*Given request*. Copy every one of the rows below verbatim, line for line.

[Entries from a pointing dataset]
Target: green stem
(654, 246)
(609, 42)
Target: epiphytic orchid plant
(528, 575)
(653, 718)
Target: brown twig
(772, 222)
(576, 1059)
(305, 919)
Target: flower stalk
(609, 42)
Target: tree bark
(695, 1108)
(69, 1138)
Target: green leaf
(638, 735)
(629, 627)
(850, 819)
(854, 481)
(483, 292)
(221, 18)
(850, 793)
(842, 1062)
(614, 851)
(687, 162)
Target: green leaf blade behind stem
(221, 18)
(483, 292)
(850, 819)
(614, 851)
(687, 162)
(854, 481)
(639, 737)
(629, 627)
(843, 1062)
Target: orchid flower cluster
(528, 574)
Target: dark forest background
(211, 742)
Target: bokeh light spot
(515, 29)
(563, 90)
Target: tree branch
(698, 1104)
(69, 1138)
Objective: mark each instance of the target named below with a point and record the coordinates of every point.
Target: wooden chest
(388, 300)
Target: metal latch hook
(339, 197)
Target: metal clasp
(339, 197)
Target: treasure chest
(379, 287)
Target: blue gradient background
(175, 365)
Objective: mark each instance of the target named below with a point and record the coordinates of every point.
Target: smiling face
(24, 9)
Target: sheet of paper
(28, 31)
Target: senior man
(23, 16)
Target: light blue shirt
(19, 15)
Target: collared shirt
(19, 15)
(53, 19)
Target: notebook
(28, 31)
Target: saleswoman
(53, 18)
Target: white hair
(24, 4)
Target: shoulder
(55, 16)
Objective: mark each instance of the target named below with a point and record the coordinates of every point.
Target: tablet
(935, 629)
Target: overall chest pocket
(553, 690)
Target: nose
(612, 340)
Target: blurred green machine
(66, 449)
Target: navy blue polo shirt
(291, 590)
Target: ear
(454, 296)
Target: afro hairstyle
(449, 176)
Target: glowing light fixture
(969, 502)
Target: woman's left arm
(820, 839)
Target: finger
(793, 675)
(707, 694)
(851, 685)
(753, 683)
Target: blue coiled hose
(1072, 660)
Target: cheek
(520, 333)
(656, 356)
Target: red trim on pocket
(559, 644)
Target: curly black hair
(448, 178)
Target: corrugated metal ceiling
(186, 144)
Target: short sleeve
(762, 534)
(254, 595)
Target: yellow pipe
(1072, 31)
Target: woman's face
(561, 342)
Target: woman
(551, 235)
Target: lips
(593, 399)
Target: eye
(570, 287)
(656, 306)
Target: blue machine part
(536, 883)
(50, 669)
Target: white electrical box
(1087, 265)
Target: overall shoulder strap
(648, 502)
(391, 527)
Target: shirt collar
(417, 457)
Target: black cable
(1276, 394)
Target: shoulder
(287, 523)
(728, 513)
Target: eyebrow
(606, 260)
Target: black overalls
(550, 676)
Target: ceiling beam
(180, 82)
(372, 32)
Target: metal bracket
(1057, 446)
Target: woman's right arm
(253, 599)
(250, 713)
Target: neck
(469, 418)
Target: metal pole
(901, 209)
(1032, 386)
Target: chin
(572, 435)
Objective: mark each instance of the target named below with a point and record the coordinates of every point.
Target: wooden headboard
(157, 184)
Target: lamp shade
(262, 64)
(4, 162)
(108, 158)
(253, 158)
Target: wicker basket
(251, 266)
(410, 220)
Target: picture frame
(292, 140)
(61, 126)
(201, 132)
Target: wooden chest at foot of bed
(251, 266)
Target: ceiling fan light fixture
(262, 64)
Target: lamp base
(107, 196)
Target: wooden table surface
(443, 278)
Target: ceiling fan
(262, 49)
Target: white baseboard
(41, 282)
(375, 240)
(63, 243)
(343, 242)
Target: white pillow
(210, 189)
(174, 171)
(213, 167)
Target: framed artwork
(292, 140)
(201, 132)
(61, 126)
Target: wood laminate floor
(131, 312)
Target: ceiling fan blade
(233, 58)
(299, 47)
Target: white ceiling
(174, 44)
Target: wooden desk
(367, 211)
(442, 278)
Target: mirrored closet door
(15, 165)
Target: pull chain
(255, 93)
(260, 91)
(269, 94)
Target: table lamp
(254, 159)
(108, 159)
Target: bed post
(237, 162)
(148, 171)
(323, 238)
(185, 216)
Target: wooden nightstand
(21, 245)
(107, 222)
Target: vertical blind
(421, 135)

*Result of the exercise*.
Target: green stem
(654, 246)
(609, 42)
Target: epiphytic orchid plant
(528, 575)
(653, 718)
Target: brown twig
(772, 222)
(576, 1059)
(305, 919)
Target: flower stalk
(609, 42)
Target: tree bark
(695, 1108)
(69, 1138)
Target: green leaf
(638, 735)
(629, 627)
(850, 819)
(854, 481)
(483, 292)
(221, 18)
(850, 793)
(842, 1062)
(614, 851)
(687, 162)
Target: green leaf blade behind stem
(221, 18)
(483, 292)
(850, 819)
(614, 851)
(687, 162)
(854, 481)
(639, 737)
(629, 627)
(843, 1062)
Target: orchid flower cluster
(528, 574)
Target: dark forest background
(211, 742)
Target: bokeh light spot
(515, 29)
(563, 90)
Target: tree branch
(698, 1104)
(69, 1138)
Objective: mark each instance of the target named below with a point and record the coordinates of every point.
Target: wooden chest
(388, 300)
Target: metal latch hook
(339, 197)
Target: metal clasp
(339, 197)
Target: treasure chest
(379, 287)
Target: blue gradient background
(175, 365)
Objective: mark each instance of the target named below with a point and record the coordinates of every point.
Target: smiling face
(24, 9)
Target: sheet of paper
(28, 31)
Target: senior man
(23, 16)
Target: light blue shirt
(19, 15)
Target: collared shirt
(19, 15)
(53, 19)
Target: notebook
(28, 31)
Target: saleswoman
(53, 18)
Target: white hair
(24, 4)
Target: shoulder
(55, 16)
Objective: mark each instance of the target named below with a point and record the coordinates of every point.
Target: tablet
(935, 629)
Target: overall chest pocket
(553, 690)
Target: nose
(612, 340)
Target: blurred green machine
(66, 449)
Target: navy blue polo shirt
(291, 590)
Target: ear
(454, 296)
Target: afro hairstyle
(449, 176)
Target: glowing light fixture
(969, 502)
Target: woman's left arm
(820, 839)
Target: finger
(793, 675)
(707, 694)
(851, 685)
(753, 683)
Target: blue coiled hose
(1072, 660)
Target: cheek
(520, 333)
(656, 356)
Target: red trim on pocket
(559, 644)
Target: curly black hair
(448, 178)
Target: corrugated metal ceiling
(186, 144)
Target: short sleeve
(762, 534)
(254, 595)
Target: yellow pipe
(1072, 31)
Target: woman's face
(561, 342)
Target: woman
(551, 235)
Target: lips
(593, 399)
Target: eye
(570, 287)
(656, 306)
Target: blue machine part
(536, 883)
(50, 669)
Target: white electrical box
(1087, 265)
Target: overall shoulder strap
(648, 502)
(391, 527)
Target: shirt collar
(417, 457)
Target: black cable
(1276, 394)
Target: shoulder
(287, 523)
(728, 513)
Target: eyebrow
(606, 260)
Target: black overalls
(550, 676)
Target: ceiling beam
(180, 82)
(372, 32)
Target: metal bracket
(1057, 446)
Target: woman's right arm
(253, 599)
(250, 713)
Target: neck
(469, 418)
Target: metal pole
(901, 209)
(1032, 386)
Target: chin
(572, 435)
Objective: mark each instance of the target named below with a point and record the coordinates of every point.
Target: wooden headboard
(157, 184)
Target: lamp shade
(262, 64)
(4, 162)
(108, 158)
(253, 158)
Target: wicker basket
(251, 266)
(410, 220)
Target: picture frame
(292, 140)
(61, 126)
(201, 132)
Target: wooden chest at foot of bed
(251, 266)
Target: ceiling fan light fixture
(262, 64)
Target: lamp base
(107, 196)
Target: wooden table surface
(443, 278)
Target: ceiling fan
(262, 49)
Target: white baseboard
(41, 282)
(375, 240)
(63, 243)
(343, 242)
Target: white pillow
(210, 189)
(174, 171)
(213, 167)
Target: framed artwork
(292, 140)
(201, 132)
(61, 126)
Target: wood laminate floor
(131, 312)
Target: ceiling fan blade
(233, 58)
(299, 47)
Target: white ceiling
(174, 44)
Target: wooden desk
(367, 211)
(442, 278)
Target: mirrored closet door
(15, 165)
Target: pull chain
(255, 93)
(260, 91)
(269, 94)
Target: table lamp
(254, 159)
(108, 159)
Target: bed post
(237, 162)
(148, 171)
(323, 238)
(185, 216)
Target: wooden nightstand
(21, 245)
(107, 222)
Target: vertical blind
(421, 135)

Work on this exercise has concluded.